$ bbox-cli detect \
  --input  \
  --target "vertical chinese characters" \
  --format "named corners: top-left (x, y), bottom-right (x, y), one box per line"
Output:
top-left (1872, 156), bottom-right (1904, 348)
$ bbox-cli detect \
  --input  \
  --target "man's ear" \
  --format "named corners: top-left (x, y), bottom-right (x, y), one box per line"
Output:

******

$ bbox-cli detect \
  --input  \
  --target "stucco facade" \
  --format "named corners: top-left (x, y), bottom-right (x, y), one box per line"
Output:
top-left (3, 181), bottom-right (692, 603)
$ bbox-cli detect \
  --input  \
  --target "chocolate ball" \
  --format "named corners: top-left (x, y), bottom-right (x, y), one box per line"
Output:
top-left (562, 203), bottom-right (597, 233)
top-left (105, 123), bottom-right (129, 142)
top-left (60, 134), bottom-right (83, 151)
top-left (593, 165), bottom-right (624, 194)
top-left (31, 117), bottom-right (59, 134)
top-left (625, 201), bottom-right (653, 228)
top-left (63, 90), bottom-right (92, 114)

******

The word "target" may turn up on some lines of these records; say how many, with no other words.

> _SOLVED EXERCISE_
4